⟨

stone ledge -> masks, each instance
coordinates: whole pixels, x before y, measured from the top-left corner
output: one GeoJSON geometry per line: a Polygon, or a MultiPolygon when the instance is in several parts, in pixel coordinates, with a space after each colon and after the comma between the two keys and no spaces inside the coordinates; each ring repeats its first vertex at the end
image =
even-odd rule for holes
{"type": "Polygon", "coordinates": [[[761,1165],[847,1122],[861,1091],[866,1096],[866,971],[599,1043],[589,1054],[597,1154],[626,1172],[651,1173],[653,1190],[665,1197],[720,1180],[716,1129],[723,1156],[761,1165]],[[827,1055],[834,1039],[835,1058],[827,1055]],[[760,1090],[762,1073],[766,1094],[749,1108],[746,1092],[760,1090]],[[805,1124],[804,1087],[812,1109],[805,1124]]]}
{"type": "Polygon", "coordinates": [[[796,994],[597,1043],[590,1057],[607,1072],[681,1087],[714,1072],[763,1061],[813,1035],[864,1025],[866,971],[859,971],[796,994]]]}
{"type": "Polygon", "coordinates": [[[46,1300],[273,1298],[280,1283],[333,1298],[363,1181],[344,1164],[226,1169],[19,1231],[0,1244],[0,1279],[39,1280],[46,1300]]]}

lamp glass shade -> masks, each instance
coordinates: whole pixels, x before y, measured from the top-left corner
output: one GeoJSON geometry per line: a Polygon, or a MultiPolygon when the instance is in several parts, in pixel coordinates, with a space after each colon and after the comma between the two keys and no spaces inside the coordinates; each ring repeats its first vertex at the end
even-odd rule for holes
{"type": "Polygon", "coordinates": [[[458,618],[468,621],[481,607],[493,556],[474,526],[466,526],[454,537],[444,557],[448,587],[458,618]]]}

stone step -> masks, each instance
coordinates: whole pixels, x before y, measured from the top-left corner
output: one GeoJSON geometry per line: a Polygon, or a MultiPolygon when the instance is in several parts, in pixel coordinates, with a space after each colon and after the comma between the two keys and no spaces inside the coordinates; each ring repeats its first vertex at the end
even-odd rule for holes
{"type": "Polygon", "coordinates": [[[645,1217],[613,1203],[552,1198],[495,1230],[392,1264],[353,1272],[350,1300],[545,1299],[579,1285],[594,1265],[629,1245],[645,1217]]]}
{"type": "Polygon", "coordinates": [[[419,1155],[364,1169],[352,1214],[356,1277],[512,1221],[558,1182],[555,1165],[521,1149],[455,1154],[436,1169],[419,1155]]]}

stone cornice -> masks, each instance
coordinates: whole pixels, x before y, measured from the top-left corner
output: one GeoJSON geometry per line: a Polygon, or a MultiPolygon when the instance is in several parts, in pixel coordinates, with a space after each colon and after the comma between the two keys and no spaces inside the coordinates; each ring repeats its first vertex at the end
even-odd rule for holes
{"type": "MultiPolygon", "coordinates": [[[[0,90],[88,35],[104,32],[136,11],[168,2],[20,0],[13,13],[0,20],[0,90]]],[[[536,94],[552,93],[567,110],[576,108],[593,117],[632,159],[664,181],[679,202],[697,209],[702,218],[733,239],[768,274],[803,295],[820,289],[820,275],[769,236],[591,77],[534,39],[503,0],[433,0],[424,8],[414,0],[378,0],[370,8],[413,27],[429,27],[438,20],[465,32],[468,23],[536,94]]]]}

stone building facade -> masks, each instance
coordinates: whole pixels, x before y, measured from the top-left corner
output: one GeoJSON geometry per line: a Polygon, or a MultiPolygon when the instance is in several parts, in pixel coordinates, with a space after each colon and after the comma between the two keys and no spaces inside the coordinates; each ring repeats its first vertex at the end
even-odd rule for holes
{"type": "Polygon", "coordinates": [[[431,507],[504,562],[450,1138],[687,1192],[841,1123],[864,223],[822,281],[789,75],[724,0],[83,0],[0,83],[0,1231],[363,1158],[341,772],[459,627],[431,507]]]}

⟩

> _Action item_: In full and word for word, repeat the records.

> _Solution for this problem_:
stone ledge -> masks, each instance
coordinates: whole pixels, x before y, measured from the top-left corner
output: one GeoJSON geometry per line: a Polygon, or a MultiPolygon when the instance is in several parts, in pixel coordinates, with a space after each colon and after the comma between the two keys and no spaces inside the coordinates; each ring repeats its first vertex at the end
image =
even-odd rule for holes
{"type": "Polygon", "coordinates": [[[761,1165],[847,1122],[861,1091],[866,1096],[866,971],[599,1043],[589,1054],[597,1154],[626,1172],[651,1173],[653,1190],[665,1197],[720,1180],[716,1129],[723,1156],[761,1165]],[[827,1055],[834,1039],[835,1058],[827,1055]],[[760,1090],[762,1073],[766,1094],[749,1108],[746,1092],[760,1090]],[[805,1124],[804,1087],[812,1109],[805,1124]]]}
{"type": "Polygon", "coordinates": [[[796,994],[597,1043],[590,1057],[607,1072],[681,1087],[714,1072],[763,1061],[813,1035],[864,1025],[866,971],[859,971],[796,994]]]}
{"type": "Polygon", "coordinates": [[[46,1300],[273,1298],[280,1283],[333,1298],[363,1181],[344,1164],[226,1169],[19,1231],[0,1244],[0,1279],[39,1280],[46,1300]]]}

lamp glass shade -> masks, each instance
coordinates: whole pixels, x before y, measured from the top-left corner
output: one GeoJSON geometry per line: a Polygon, or a MultiPolygon when the instance is in several parts, in pixel coordinates, with a space after each colon and after the comma between the two keys and no spaces inside the coordinates; each ring repeats its first vertex at the end
even-odd rule for holes
{"type": "Polygon", "coordinates": [[[458,618],[468,621],[481,607],[493,556],[474,526],[466,526],[454,537],[444,557],[448,587],[458,618]]]}

stone step -> masks, each instance
coordinates: whole pixels, x before y, measured from the top-left corner
output: one GeoJSON geometry per line: a Polygon, or a MultiPolygon when the instance is in several parts, in pixel coordinates, with a space after each colon and after the comma between the two keys and no spaces inside the coordinates; each ring repeats its first vertex at the end
even-odd rule for holes
{"type": "Polygon", "coordinates": [[[645,1217],[613,1203],[552,1198],[495,1230],[392,1264],[353,1272],[350,1300],[545,1299],[579,1285],[594,1265],[629,1245],[645,1217]]]}
{"type": "Polygon", "coordinates": [[[419,1155],[364,1169],[352,1214],[356,1277],[512,1221],[558,1182],[555,1165],[521,1149],[455,1154],[436,1169],[419,1155]]]}

stone cornice -> masks, each instance
coordinates: whole pixels, x before y, measured from the top-left corner
output: one GeoJSON geometry per line: a Polygon, or a MultiPolygon when the instance is in several parts, in pixel coordinates, with a space after each colon and after the comma between the two keys and no spaces inside the coordinates; each ring repeats its first vertex at the end
even-odd rule for holes
{"type": "MultiPolygon", "coordinates": [[[[0,90],[88,35],[104,32],[136,11],[168,2],[20,0],[13,13],[0,20],[0,90]]],[[[536,94],[552,93],[567,110],[576,108],[593,117],[632,159],[664,181],[679,202],[697,209],[702,218],[733,239],[768,274],[803,295],[820,289],[820,275],[769,236],[591,77],[534,39],[503,0],[433,0],[424,8],[414,0],[378,0],[370,8],[413,27],[429,27],[438,20],[465,32],[468,23],[536,94]]]]}

stone building facade -> masks, each instance
coordinates: whole pixels, x before y, measured from the top-left corner
output: one GeoJSON geometry per line: a Polygon, or a MultiPolygon when the instance is in several parts, in pixel coordinates, with a space after each colon and after the comma between the two keys and no spaces inside the coordinates; each ring repeats its first vertex at the end
even-odd rule for holes
{"type": "Polygon", "coordinates": [[[431,507],[504,562],[450,1138],[687,1192],[841,1123],[864,223],[822,281],[789,75],[724,0],[83,0],[0,83],[0,1231],[363,1158],[341,772],[459,627],[431,507]]]}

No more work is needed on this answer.